→ **What needs to be done**
Write the next part of the passage on predicted protein interaction networks, starting right after its last sentence about biomarkers for seasonal allergic rhinitis.

→ **Extract**

>>>>>

We also examined the PPI network for mutations associated with resistance to breast cancer therapeutics doxorubicin and Trastuzumab. Individual mutant proteins were analyzed against the human proteome (one-against-all) for their PPIs at a recall of 23% at a precision of 82.1%. In this way, 5 personalized human PPI networks were predicted, each differing by a mutation in one gene only. The 5 PPI profiles were compared to that of their corresponding control networks. The list of these mutants is found in the table in Additional file 8. Four mutations, P04637a, P04637b, P04637c and P04637d, in p53 (P04637) protein have been linked to resistance to the chemotherapeutic breast cancer drug, doxorubicin [66]. The PPI profile for P04637b and P04637d was identical to that of the wild type. However, the other two mutants showed some differences. For example, P04626a and P04626c lost their interactions with the nuclear transcription factor Y, NFYC (Q13952) and the ubiquitin conjugating enzyme E2 L3 (P68036) involved in nuclear hormone receptors transcriptional activity, among others. Similarly, a truncated form of HER2 (P04626) is responsible for resistance against HER2-targeted breast cancer therapeutics such as Trastuzumab [67]. We observed that truncated-HER2 lost several PPIs including an interaction with a G-protein signaling RGS8 (P57771) which functions as an inhibitor of signal transduction, and an interaction with an early growth response protein ERG1 (P18146) involved in cell differentiation. Of interest, the truncated HER2 formed a new interaction with the tumor suppressor p53 protein. A possible explanation for this novel interaction for the truncated HER2 could be that segments of the deleted region might have physically hindered the availability of the region responsible for an interaction with p53 in the wild type form.

Identification of novel molecular markers for seasonal allergic rhinitis

Glucocorticoids (GCs) have a key role in the treatment of patients with seasonal allergic rhinitis (SAR) and other allergic disorders [68]. Because of this and difficulties in evaluating treatment response based on clinical signs and symptoms, there is a need for protein markers to monitor that response. The identification of such markers is complicated by the involvement of a large number of inflammatory proteins in SAR [69]. We hypothesized that novel biomarkers could be identified among proteins predicted to interact with proteins belonging to known inflammatory pathways in SAR including the acute phase response pathway, complement signaling pathway and glucocorticoids receptor pathway [70],[71].

<<<<<

→ **Material supplied**
>>>>>

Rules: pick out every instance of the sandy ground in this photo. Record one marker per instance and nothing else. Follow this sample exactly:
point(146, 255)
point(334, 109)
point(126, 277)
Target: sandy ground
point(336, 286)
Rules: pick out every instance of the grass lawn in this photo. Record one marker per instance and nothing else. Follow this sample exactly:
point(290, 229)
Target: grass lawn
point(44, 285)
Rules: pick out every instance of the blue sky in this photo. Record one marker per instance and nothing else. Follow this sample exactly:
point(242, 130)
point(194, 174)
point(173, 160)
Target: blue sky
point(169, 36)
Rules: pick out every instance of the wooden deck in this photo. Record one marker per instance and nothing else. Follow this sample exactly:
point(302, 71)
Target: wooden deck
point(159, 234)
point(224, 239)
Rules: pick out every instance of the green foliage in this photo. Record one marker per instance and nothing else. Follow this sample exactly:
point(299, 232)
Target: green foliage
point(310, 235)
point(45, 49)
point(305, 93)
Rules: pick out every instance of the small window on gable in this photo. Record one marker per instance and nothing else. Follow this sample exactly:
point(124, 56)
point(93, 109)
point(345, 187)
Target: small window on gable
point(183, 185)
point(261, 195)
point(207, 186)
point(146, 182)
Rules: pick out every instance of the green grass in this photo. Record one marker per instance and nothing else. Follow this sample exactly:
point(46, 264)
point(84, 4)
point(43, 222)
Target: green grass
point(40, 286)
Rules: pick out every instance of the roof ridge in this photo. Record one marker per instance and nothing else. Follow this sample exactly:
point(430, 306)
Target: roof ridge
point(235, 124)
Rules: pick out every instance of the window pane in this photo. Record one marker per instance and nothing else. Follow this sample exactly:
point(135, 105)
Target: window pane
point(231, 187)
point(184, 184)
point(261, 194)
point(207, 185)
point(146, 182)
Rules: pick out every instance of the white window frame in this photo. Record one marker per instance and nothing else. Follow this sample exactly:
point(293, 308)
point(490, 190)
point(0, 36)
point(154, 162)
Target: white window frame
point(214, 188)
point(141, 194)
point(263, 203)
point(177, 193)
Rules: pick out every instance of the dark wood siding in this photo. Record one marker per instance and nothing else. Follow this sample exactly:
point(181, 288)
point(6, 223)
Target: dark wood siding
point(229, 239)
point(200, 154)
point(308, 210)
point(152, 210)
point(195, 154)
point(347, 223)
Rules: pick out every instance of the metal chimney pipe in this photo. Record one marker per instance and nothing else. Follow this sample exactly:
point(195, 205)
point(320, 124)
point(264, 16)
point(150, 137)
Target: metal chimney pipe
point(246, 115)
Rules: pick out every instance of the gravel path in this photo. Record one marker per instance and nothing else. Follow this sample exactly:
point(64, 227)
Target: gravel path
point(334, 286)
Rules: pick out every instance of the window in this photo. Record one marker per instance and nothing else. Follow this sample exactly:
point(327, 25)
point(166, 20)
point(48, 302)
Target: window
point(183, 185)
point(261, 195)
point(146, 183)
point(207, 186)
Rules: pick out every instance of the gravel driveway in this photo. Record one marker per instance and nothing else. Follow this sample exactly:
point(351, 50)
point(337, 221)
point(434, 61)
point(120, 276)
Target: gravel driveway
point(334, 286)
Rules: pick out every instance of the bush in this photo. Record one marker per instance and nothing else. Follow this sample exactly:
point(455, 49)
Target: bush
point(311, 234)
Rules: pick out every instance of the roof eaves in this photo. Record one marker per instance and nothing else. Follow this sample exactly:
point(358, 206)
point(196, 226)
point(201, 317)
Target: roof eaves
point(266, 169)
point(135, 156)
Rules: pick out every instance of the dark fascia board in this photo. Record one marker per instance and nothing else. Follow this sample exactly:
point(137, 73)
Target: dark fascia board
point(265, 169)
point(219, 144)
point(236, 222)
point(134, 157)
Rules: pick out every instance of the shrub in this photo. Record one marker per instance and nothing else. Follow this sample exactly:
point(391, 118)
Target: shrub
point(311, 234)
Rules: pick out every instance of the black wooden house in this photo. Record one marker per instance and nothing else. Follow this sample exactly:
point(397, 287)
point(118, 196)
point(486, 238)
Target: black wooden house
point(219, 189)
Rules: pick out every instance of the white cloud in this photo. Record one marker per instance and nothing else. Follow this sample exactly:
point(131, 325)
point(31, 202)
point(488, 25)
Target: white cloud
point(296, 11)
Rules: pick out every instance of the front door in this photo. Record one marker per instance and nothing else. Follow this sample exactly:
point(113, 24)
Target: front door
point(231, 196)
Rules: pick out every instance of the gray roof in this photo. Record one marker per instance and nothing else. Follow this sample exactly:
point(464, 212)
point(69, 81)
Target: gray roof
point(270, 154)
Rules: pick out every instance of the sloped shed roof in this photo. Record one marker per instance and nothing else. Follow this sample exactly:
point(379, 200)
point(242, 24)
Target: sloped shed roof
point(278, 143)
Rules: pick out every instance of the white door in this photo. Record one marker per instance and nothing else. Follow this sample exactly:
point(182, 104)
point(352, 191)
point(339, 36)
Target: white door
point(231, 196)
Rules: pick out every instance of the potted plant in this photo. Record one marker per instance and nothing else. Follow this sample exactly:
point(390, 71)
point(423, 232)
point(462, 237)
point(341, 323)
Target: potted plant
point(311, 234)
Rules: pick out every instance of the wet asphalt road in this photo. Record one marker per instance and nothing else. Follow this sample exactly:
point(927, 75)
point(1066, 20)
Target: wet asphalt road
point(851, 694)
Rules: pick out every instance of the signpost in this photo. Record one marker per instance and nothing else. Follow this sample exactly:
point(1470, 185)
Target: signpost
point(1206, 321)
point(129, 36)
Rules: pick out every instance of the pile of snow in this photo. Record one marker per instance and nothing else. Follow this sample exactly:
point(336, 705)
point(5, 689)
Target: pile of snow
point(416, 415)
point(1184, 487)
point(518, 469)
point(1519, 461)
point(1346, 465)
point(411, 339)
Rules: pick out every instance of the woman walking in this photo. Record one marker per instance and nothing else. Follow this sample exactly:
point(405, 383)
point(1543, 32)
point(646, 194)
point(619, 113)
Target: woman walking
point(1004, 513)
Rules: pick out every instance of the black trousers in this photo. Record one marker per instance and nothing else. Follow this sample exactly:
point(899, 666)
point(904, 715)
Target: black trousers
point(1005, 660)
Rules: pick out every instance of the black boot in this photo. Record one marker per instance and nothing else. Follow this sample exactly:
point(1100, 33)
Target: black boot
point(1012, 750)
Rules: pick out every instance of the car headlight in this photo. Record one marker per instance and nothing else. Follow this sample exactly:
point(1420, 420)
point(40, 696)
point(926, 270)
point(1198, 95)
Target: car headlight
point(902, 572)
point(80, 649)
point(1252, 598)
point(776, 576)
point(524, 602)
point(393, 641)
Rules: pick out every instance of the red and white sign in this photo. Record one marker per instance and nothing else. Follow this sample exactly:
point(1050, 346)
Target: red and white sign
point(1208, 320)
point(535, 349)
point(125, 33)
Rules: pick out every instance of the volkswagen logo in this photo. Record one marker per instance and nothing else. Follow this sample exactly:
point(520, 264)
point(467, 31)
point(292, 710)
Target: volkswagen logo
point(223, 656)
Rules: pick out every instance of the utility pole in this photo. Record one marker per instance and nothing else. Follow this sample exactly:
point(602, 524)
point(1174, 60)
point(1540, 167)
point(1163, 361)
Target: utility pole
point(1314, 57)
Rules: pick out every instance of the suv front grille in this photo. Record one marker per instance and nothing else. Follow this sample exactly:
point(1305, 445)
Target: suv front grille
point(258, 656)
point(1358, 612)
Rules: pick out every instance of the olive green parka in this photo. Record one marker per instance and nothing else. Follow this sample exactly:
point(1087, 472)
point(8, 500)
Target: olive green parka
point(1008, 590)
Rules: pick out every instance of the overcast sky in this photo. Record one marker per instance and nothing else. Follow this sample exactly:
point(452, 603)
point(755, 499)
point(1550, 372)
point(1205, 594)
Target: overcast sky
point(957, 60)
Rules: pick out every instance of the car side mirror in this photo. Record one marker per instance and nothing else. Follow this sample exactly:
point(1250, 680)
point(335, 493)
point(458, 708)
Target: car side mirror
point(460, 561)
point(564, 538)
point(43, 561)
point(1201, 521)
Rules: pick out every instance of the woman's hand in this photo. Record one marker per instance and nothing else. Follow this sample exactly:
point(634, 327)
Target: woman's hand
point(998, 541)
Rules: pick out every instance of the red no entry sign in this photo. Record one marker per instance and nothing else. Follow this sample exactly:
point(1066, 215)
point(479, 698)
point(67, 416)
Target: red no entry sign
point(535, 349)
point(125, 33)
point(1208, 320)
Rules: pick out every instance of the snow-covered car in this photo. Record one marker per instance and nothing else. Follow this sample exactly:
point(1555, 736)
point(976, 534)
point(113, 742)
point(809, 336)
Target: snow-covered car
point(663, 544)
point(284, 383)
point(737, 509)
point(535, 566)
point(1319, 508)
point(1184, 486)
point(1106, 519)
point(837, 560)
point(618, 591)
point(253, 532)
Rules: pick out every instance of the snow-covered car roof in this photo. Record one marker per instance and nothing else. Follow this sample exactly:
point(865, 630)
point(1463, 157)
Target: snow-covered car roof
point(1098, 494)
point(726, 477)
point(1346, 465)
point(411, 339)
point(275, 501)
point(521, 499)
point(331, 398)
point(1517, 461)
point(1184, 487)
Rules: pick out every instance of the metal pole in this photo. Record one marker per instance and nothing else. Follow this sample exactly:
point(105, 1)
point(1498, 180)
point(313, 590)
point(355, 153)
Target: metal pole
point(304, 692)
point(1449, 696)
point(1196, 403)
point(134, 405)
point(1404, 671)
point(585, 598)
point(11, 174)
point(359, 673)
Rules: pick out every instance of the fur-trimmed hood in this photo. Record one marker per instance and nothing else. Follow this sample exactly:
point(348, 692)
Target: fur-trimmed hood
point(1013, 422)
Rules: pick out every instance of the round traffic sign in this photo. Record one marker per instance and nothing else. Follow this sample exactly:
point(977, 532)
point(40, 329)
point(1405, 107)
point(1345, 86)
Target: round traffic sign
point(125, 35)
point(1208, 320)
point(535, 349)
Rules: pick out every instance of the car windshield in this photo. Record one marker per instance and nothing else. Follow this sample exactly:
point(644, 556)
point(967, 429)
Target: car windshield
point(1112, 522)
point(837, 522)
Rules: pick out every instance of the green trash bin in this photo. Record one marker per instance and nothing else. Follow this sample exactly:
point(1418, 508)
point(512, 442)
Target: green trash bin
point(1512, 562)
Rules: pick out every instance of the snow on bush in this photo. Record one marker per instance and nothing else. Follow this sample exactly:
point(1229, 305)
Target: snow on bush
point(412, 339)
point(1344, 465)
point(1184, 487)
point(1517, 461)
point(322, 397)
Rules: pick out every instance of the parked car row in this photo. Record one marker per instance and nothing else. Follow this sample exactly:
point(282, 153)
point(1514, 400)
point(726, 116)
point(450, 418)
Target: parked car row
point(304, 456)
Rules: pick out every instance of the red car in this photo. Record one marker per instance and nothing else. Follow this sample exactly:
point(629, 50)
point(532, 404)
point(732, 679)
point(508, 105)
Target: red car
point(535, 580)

<<<<<

→ **Response**
Proteins from the acute phase response pathway, complement signaling pathway and glucocorticoids receptor pathway were extracted from the Ingenuity pathway analysis (IPA) software. Interactors of these proteins were selected from our predicted human PPI network. We included secreted, membrane and cytoplasmic proteins, but excluded nuclear proteins. We prioritized candidate biomarkers based on their number of known and predicted interactions with proteins known to be involved in SAR-associated responses. Next, we focused on proteins with a high number of predicted interactions.

From the literature we extracted 191 proteins that belong to the acute phase response pathway, complement pathway, and glucocorticoids receptor pathway (Additional file 9). These proteins formed the known set of SAR-associated proteins (SARp). From our predicted human PPIs, the proteins that interacted with SARp were determined. A total of 3334 proteins were found to interact with one or more SARp. We prioritized five new proteins with a high number of total and predicted interactions to SARp as candidate biomarkers, namely PRB1, PRB2, SFN, LYN and Akt2. Using ELISA, we analyzed these candidates in nasal fluid from 40 patients with SAR before and after GC treatment. This study represented protein expression analysis for 400 samples (5 proteins, before and after GC treatment, in 40 patients).

It was observed that after GC treatment LYN concentration increased from 396.1 ± 30.5 pg/mL to 537.7 ± 35.5 pg/mL (P-value <0.001). PRB1 decreased from 16.3 ± 7.0 ug/mL to 8.5 ± 2.1 ug/mL (P-value <0.05) (Figure 7). PRB2 was not differentially expressed before and after treatment, and SFN and Akt2 were not detectable in most samples. Differential protein expression for LYN and PRB1 provides a good evidence for the possibility of using these proteins as novel molecular markers for SAR. Altogether, the data presented here illustrates the suitability of the predicted PPIs for identifying potential new molecular markers for human conditions.

Figure 7
figure 7

Analysis of candidate proteins with ELISA. Proteins were analyzed in nasal fluid from 40 patients with SAR before and after GC treatment. Pre, patients before GC treatment; Post, patients after GC treatment. LYN and PRB1 were differentially expressed before and after GC treatment with P-values of <0.001 and <0.05, respectively.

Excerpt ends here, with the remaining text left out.